* _Exercise description_:
Set out every line of the entries below as a Markdown table with two columns, Index for the row number and Text for the line itself. Leave out blank lines.

========================================

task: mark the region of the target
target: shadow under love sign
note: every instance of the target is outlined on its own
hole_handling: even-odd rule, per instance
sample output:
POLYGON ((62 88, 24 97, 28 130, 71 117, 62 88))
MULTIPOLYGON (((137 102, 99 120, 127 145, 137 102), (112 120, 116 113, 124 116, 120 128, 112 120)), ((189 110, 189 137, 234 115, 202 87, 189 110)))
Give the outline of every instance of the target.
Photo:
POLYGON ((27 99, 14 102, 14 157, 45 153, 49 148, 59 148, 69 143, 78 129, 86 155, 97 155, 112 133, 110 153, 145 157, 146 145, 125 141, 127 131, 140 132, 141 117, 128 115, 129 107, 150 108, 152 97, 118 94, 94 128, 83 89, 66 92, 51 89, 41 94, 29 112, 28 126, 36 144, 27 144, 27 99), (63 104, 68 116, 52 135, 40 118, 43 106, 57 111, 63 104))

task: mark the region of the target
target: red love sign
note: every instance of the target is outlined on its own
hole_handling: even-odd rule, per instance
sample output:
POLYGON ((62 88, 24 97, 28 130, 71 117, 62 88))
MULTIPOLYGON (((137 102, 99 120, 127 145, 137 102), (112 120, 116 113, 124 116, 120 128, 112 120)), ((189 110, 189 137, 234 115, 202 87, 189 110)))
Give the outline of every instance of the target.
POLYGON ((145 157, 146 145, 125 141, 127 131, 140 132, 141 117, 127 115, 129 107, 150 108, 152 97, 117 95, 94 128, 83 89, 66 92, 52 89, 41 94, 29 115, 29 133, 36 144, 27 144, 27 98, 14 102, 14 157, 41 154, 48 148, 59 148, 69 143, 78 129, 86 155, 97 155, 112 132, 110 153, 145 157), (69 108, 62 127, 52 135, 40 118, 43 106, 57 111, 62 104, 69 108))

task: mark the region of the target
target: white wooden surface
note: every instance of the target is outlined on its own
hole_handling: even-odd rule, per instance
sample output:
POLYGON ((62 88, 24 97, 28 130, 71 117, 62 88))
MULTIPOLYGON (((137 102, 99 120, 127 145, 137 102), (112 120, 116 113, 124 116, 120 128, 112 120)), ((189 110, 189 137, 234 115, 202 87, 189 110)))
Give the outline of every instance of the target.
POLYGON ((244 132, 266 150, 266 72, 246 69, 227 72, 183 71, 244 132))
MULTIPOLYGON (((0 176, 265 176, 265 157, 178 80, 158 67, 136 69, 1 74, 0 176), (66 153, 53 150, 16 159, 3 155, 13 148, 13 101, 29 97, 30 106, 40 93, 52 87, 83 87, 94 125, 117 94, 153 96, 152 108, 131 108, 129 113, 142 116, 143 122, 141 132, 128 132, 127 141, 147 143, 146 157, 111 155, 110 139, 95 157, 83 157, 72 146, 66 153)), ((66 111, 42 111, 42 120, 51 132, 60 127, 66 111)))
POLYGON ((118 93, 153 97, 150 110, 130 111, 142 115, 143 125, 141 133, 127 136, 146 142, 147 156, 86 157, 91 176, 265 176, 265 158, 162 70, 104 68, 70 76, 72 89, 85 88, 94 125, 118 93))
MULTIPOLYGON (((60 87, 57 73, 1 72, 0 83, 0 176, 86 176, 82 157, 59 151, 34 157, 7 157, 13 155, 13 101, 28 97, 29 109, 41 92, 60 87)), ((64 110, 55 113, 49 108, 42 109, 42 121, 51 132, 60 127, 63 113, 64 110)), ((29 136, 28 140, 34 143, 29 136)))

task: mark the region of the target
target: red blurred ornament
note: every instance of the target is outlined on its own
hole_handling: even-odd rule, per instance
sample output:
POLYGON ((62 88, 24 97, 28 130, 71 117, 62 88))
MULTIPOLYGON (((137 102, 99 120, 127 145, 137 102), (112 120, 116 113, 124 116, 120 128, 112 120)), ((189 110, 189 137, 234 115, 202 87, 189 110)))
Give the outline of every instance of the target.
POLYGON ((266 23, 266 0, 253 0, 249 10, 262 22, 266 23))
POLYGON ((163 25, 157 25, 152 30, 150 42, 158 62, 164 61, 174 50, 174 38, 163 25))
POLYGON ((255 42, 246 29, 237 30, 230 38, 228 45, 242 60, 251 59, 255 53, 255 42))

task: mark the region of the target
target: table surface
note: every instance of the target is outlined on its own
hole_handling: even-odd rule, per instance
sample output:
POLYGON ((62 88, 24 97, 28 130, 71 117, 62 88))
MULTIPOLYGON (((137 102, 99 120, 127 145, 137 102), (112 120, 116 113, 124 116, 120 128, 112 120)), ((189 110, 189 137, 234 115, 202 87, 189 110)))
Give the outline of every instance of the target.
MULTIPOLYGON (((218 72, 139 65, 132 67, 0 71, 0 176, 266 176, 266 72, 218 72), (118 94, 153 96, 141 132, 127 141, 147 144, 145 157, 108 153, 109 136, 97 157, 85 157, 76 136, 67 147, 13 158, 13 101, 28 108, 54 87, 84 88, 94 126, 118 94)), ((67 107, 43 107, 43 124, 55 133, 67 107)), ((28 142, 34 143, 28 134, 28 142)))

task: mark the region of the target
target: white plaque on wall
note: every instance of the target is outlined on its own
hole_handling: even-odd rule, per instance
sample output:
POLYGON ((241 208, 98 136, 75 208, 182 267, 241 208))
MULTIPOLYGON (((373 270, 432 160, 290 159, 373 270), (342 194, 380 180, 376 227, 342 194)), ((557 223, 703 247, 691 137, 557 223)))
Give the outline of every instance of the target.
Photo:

========================================

* _Task response_:
| Index | Text |
|---|---|
| 1 | task: mark the region of the target |
| 2 | target: shadow under love sign |
| 3 | note: every instance of the target is outlined on its own |
| 4 | hole_handling: even-odd rule, per instance |
| 5 | sample output: |
| 6 | POLYGON ((62 88, 24 97, 28 130, 71 117, 62 88)) |
| 7 | MULTIPOLYGON (((137 102, 99 120, 127 145, 137 102), (112 120, 116 113, 124 116, 120 128, 112 120)), ((189 110, 189 137, 234 115, 202 87, 189 110))) |
| 8 | Give the outline of every instance of the target. |
| 9 | Photo: |
| 10 | POLYGON ((27 99, 14 102, 14 157, 45 153, 49 148, 59 148, 69 143, 78 129, 86 155, 97 155, 112 133, 110 153, 145 157, 146 145, 125 141, 127 131, 140 132, 141 117, 128 115, 129 107, 150 108, 152 97, 118 94, 94 128, 83 89, 66 92, 51 89, 41 94, 29 112, 28 126, 36 144, 27 144, 27 99), (63 104, 68 116, 52 135, 40 118, 43 106, 57 111, 63 104)) |
| 11 | task: mark the region of the target |
| 12 | target: red love sign |
| 13 | note: every instance of the target is outlined on its own |
| 14 | hole_handling: even-odd rule, per instance |
| 15 | sample output: |
| 16 | POLYGON ((62 88, 24 97, 28 130, 71 117, 62 88)) |
| 17 | MULTIPOLYGON (((137 102, 99 120, 127 145, 137 102), (112 120, 116 113, 124 116, 120 128, 112 120)), ((189 110, 189 137, 234 115, 202 87, 189 110))) |
| 18 | Give the outline of every instance of the target. |
| 19 | POLYGON ((145 157, 146 145, 125 141, 127 131, 140 132, 141 117, 127 115, 129 107, 150 108, 152 97, 117 95, 94 128, 83 89, 66 92, 52 89, 41 94, 29 115, 29 133, 36 144, 27 144, 27 98, 14 102, 14 157, 41 154, 48 148, 59 148, 69 143, 78 129, 86 155, 97 155, 112 132, 110 153, 145 157), (69 108, 62 127, 52 135, 40 118, 43 106, 57 111, 62 104, 69 108)) |
| 20 | task: mark the region of the target |
| 21 | target: white wooden surface |
| 22 | note: every instance of the target is outlined on its own |
| 23 | hole_handling: even-odd rule, per instance |
| 24 | sample output: |
| 25 | POLYGON ((62 88, 24 97, 28 130, 71 117, 62 88)) |
| 26 | MULTIPOLYGON (((137 102, 99 120, 127 145, 137 102), (112 120, 116 113, 124 116, 120 128, 112 120)), ((189 110, 189 137, 234 115, 202 87, 189 110))) |
| 27 | Give the outline of every instance of the target. |
| 28 | POLYGON ((244 132, 266 150, 266 72, 246 69, 227 72, 183 71, 244 132)) |
| 29 | MULTIPOLYGON (((0 176, 265 176, 265 157, 178 80, 158 67, 136 69, 1 74, 0 176), (66 153, 53 150, 16 159, 3 155, 13 148, 13 101, 29 97, 30 106, 40 93, 52 87, 83 87, 94 125, 117 94, 153 96, 152 108, 131 108, 129 113, 142 116, 143 122, 141 132, 128 132, 127 141, 147 143, 146 157, 111 155, 110 139, 95 157, 83 157, 72 146, 66 153)), ((66 111, 42 111, 42 120, 51 132, 60 127, 66 111))) |
| 30 | POLYGON ((118 93, 153 97, 150 110, 130 111, 142 115, 143 125, 141 133, 127 136, 146 142, 147 156, 86 157, 91 176, 265 176, 265 158, 162 70, 104 68, 70 76, 72 89, 85 88, 94 125, 118 93)) |
| 31 | MULTIPOLYGON (((60 87, 57 73, 1 72, 0 83, 0 176, 86 176, 82 157, 59 151, 34 157, 7 157, 13 155, 13 101, 28 97, 29 109, 41 92, 60 87)), ((64 110, 55 113, 49 108, 42 109, 42 121, 51 132, 60 127, 63 113, 64 110)), ((29 136, 28 140, 34 143, 29 136))) |
| 32 | task: mark the region of the target |
| 33 | target: red blurred ornament |
| 34 | note: every instance of the target is outlined on its own |
| 35 | hole_handling: even-odd rule, per instance |
| 36 | sample output: |
| 37 | POLYGON ((62 88, 24 97, 28 130, 71 117, 62 88)) |
| 38 | MULTIPOLYGON (((137 102, 99 120, 127 145, 137 102), (112 120, 116 113, 124 116, 120 128, 112 120)), ((189 110, 189 137, 234 115, 202 87, 189 110))) |
| 39 | Give the outline of every instance of the target. |
| 40 | POLYGON ((266 23, 266 0, 253 0, 249 10, 262 22, 266 23)) |
| 41 | POLYGON ((163 25, 157 25, 152 30, 150 42, 158 62, 164 61, 174 50, 174 38, 163 25)) |
| 42 | POLYGON ((255 42, 246 29, 237 30, 230 38, 228 45, 242 60, 251 59, 255 53, 255 42)) |
| 43 | task: mark the region of the target |
| 44 | target: table surface |
| 45 | note: every instance of the target is outlined on its own |
| 46 | hole_handling: even-odd rule, per instance |
| 47 | sample output: |
| 48 | POLYGON ((62 88, 24 97, 28 130, 71 117, 62 88)) |
| 49 | MULTIPOLYGON (((137 102, 99 120, 127 145, 137 102), (112 120, 116 113, 124 116, 120 128, 112 120)), ((189 110, 189 137, 234 115, 202 87, 189 110))) |
| 50 | Give the outline of every instance of the target. |
| 51 | MULTIPOLYGON (((218 72, 139 65, 132 67, 0 71, 0 176, 266 176, 266 72, 218 72), (118 94, 153 96, 141 132, 127 141, 147 144, 145 157, 108 153, 109 136, 97 157, 85 157, 76 136, 67 147, 13 158, 13 101, 28 108, 54 87, 84 88, 94 126, 118 94)), ((67 107, 43 107, 43 124, 55 133, 67 107)), ((28 142, 34 143, 28 134, 28 142))) |
| 52 | task: mark the region of the target |
| 53 | target: white plaque on wall |
| 54 | note: every instance of the target is outlined on its own |
| 55 | hole_handling: even-odd rule, per instance |
| 56 | sample output: |
| 57 | POLYGON ((241 208, 98 136, 75 208, 182 267, 241 208)) |
| 58 | MULTIPOLYGON (((373 270, 432 160, 290 159, 373 270), (342 194, 380 180, 376 227, 342 194)), ((557 223, 703 247, 691 137, 557 223))) |
| 59 | Give the outline of every instance of the target. |
| 60 | Photo: |